#### [The request]
Repeat the entries below, switching each "outline" to "boundary" and leaving every other character the same.
--*--
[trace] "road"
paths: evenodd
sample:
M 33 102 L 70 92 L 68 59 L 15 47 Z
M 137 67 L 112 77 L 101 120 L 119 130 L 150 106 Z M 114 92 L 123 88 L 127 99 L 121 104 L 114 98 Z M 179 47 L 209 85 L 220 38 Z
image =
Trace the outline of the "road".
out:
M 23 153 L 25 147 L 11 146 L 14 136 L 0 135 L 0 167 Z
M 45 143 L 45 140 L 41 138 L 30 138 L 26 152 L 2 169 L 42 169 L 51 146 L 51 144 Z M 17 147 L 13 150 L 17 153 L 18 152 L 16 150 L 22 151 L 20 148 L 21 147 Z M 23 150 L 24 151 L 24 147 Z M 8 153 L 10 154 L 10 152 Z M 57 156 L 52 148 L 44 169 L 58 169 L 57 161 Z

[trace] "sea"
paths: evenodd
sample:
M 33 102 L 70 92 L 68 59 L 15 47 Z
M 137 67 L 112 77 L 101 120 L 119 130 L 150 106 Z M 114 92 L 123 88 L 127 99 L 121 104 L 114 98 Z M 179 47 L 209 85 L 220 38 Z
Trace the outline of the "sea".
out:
--*--
#### [Answer for this exercise]
[trace] "road"
paths: evenodd
sample:
M 33 102 L 70 92 L 68 59 L 15 47 Z
M 137 67 L 112 77 L 101 120 L 119 130 L 150 106 Z M 114 92 L 123 88 L 127 99 L 121 104 L 114 98 Z M 179 47 L 209 85 L 220 38 Z
image =
Trace the boundary of the "road".
out:
M 23 153 L 25 147 L 11 146 L 14 136 L 0 135 L 0 167 Z
M 45 143 L 45 140 L 41 138 L 30 138 L 26 152 L 2 169 L 42 169 L 51 146 L 51 144 Z M 17 147 L 13 150 L 17 153 L 18 152 L 16 150 L 22 151 L 20 148 L 21 147 Z M 23 150 L 24 151 L 24 147 Z M 8 153 L 10 154 L 10 152 Z M 57 156 L 52 148 L 44 169 L 58 169 L 57 161 Z

[trace] "sea"
paths: evenodd
sample:
M 33 102 L 70 92 L 68 59 L 15 47 Z
M 137 67 L 112 77 L 101 120 L 119 130 L 150 106 Z M 114 92 L 123 88 L 127 99 L 121 104 L 114 98 Z M 179 47 L 209 85 L 220 38 Z
Trace the boundary of the "sea".
out:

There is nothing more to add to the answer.